### Problem to work on
List every line of the items below that contains the word "baseboard".

---------- Raw records ----------

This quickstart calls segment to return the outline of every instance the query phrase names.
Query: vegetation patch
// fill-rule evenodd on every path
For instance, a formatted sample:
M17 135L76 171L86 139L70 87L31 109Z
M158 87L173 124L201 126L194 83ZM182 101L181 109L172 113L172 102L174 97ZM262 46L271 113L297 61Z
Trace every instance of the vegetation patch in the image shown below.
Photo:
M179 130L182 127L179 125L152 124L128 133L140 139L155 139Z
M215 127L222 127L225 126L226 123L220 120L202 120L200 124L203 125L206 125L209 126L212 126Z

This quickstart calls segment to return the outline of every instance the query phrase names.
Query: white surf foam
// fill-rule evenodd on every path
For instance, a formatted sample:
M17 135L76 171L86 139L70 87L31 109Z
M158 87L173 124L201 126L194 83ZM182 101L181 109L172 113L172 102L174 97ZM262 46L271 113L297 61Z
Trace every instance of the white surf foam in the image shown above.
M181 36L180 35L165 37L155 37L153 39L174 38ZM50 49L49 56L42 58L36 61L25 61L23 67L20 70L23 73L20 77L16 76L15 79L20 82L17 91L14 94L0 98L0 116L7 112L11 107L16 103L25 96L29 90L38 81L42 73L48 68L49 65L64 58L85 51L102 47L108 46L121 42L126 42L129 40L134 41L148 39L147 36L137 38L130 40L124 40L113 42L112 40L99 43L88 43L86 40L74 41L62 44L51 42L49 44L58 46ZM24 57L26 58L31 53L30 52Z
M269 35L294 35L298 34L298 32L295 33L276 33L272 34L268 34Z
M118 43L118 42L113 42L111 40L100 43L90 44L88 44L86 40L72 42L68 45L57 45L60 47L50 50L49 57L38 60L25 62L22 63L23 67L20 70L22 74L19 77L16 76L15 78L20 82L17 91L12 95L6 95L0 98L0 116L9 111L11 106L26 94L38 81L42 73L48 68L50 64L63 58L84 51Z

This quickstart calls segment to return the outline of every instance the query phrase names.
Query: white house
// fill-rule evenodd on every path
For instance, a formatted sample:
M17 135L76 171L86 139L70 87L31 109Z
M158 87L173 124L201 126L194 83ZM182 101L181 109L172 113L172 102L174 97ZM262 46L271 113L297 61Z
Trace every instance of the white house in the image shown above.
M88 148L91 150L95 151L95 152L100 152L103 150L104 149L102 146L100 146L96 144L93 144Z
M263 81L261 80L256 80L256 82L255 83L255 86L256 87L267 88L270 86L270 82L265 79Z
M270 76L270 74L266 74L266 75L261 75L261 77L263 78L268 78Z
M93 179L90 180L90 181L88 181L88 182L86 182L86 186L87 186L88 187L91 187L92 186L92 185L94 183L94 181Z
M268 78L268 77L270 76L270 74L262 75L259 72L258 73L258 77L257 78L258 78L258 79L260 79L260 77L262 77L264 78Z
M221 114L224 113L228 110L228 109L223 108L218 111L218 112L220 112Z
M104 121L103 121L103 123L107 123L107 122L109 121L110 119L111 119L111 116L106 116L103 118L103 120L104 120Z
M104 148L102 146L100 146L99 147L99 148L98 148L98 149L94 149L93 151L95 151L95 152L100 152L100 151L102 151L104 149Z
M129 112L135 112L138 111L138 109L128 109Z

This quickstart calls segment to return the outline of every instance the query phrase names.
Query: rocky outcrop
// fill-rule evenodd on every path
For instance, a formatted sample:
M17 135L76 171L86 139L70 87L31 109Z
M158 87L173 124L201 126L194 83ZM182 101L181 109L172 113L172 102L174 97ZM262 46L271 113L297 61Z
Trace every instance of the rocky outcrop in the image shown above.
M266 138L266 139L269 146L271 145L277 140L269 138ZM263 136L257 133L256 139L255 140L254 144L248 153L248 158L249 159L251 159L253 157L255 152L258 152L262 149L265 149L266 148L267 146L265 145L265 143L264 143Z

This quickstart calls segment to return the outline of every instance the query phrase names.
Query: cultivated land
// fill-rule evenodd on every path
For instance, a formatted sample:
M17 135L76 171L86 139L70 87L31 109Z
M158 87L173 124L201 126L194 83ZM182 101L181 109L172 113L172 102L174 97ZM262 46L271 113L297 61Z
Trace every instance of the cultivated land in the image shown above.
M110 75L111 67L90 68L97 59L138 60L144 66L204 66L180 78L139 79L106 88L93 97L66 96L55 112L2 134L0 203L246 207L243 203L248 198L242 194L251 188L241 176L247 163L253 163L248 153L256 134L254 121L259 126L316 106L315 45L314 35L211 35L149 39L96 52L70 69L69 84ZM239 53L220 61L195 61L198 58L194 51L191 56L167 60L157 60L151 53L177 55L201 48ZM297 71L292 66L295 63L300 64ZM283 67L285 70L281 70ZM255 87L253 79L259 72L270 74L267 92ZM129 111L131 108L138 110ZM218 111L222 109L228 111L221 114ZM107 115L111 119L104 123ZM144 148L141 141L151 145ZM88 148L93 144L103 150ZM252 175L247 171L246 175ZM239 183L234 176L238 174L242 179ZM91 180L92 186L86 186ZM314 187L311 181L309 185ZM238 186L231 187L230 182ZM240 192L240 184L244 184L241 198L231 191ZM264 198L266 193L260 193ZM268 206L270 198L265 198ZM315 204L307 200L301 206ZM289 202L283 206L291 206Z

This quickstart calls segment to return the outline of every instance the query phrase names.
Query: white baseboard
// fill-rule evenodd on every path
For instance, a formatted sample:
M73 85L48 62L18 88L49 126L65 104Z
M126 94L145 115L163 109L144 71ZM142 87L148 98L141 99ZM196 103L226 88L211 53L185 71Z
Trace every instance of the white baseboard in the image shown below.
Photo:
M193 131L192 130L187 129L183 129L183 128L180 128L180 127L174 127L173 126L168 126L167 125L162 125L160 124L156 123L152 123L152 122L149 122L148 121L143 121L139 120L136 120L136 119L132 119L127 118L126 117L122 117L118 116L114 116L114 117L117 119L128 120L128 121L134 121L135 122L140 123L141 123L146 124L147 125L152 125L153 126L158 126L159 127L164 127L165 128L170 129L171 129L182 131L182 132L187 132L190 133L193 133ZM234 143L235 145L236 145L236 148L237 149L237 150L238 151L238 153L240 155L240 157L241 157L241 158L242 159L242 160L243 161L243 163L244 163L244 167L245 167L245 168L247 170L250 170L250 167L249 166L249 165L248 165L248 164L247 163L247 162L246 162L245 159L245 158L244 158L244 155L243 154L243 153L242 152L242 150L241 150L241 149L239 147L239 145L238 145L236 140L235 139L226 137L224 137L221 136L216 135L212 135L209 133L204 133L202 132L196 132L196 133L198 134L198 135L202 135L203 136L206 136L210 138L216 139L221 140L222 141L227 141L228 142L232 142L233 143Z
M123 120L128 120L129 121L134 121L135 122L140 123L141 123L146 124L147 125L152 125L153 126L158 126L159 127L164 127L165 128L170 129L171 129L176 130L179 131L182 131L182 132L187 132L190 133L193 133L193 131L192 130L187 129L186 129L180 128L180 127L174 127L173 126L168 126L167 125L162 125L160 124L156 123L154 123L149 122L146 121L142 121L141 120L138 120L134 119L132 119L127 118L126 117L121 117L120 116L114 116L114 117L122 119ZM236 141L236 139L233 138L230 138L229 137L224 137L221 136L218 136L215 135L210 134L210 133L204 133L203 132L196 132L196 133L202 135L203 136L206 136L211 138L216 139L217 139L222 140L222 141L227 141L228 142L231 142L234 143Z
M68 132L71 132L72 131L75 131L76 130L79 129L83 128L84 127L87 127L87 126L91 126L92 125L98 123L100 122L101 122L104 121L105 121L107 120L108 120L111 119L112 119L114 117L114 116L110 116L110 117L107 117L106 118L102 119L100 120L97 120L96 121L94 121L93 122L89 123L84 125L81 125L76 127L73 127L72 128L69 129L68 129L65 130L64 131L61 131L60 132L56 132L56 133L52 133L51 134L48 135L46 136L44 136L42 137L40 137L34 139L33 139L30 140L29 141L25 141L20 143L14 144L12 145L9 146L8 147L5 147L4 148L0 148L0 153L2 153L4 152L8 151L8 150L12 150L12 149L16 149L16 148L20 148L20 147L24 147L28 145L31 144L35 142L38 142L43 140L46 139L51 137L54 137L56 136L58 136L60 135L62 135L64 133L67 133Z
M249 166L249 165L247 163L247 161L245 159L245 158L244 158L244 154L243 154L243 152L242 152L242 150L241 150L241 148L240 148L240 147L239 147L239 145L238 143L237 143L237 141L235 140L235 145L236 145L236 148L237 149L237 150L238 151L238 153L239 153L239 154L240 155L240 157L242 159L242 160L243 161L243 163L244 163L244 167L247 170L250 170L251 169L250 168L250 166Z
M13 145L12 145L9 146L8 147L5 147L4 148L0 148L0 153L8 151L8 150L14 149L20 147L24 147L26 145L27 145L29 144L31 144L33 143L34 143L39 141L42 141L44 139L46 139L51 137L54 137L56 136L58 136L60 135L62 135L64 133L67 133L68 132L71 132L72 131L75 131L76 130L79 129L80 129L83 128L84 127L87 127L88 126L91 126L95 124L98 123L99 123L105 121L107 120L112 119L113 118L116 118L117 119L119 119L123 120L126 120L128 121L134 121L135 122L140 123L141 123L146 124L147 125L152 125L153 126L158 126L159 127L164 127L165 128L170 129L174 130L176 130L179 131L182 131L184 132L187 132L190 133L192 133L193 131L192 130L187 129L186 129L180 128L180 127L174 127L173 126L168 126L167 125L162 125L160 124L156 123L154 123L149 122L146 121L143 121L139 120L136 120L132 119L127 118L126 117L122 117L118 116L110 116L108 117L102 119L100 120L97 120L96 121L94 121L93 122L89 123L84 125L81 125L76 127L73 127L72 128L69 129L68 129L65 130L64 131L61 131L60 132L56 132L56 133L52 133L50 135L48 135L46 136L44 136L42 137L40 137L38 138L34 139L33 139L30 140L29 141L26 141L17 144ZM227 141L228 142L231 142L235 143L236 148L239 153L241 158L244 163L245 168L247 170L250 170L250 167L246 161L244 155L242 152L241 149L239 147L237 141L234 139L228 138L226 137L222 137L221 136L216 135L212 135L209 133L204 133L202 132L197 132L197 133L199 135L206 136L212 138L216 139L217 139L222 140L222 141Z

----------

### Answer for the task
Query: white baseboard
Trace every instance of the white baseboard in the image shown below.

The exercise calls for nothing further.